## START Records supplied
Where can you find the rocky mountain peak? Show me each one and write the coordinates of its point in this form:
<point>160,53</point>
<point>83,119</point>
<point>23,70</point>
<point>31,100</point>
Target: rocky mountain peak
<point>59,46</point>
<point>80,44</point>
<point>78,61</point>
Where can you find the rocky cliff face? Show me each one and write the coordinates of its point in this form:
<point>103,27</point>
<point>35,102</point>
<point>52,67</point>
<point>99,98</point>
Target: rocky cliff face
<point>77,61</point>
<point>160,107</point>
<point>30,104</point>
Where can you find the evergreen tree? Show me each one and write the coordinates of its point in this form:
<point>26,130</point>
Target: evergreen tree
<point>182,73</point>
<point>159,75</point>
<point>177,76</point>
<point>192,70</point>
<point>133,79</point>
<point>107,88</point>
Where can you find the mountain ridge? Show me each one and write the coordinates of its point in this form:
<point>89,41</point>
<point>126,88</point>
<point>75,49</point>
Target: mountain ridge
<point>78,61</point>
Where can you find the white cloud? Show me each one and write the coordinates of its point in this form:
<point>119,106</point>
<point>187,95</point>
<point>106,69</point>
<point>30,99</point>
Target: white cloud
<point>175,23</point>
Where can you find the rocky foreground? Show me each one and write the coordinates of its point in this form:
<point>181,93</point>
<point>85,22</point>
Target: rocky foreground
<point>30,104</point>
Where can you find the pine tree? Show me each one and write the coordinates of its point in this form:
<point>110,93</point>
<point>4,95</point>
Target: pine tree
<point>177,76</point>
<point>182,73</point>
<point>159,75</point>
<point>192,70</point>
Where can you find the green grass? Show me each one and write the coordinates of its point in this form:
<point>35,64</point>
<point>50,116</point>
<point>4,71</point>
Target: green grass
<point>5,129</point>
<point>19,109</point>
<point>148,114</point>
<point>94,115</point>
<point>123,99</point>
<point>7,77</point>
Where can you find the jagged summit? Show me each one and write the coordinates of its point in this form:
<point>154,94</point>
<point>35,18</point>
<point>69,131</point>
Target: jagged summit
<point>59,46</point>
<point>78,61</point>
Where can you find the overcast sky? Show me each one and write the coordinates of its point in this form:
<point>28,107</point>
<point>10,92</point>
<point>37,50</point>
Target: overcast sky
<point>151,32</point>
## END Records supplied
**To be done**. Reproduce the lines from the beginning through the one that contains "<point>80,44</point>", swapping "rocky mountain peak" for "rocky alpine peak" and changing nothing else. Return only those lines.

**Correct response**.
Where can you find the rocky alpine peak? Show me each one and write the coordinates of its point in this form:
<point>160,53</point>
<point>83,119</point>
<point>23,70</point>
<point>31,100</point>
Target: rocky alpine peak
<point>59,46</point>
<point>80,44</point>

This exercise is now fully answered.